ABOUT THIS EXERCISE: Exactly as they appear below, repeat the lines from the one with "Query: grey plant pot" through the one with "of the green", and no others.

DATA TO USE:
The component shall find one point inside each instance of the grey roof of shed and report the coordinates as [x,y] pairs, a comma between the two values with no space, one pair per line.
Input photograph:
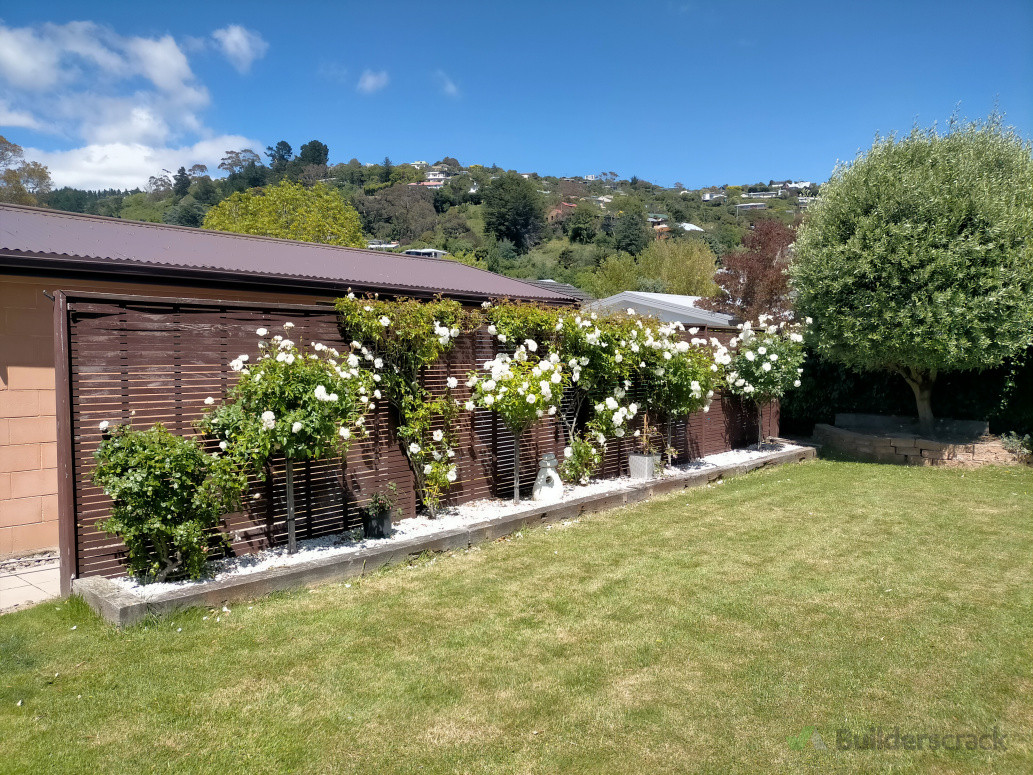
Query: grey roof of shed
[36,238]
--
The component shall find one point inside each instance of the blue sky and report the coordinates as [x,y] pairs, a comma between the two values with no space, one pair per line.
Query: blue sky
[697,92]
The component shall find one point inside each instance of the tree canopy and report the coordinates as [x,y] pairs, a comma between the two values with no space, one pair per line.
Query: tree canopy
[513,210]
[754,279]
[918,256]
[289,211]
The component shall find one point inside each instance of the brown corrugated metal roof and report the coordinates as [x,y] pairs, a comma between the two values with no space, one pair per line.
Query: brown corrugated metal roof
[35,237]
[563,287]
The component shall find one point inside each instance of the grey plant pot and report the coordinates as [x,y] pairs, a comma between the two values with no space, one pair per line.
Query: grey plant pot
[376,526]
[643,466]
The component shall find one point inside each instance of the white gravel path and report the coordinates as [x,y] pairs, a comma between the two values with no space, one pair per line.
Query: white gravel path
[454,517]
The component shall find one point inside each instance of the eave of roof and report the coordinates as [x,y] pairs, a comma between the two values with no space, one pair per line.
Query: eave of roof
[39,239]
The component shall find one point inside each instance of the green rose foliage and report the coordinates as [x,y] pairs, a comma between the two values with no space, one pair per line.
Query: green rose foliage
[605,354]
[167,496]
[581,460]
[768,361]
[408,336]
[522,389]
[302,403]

RESPONSE TO THE EXERCISE:
Query: grey plant pot
[376,526]
[643,466]
The component shall find one point inside each instance of the white gravel path and report the coordinates as [x,y] pairs, a comma between the two values with no space, one pair per line.
Query: white gravel path
[454,517]
The component shall find one point inside each instance of the eave of roof and report the coordinates as [x,y] pairs, a comma between the two values with no space, one pair per line.
Query: eave of roof
[39,239]
The component shall find one point inside each instance of the green rose foliage and report the coordinates as [x,y] pairs, a comma between the two values with no space, one pair per line.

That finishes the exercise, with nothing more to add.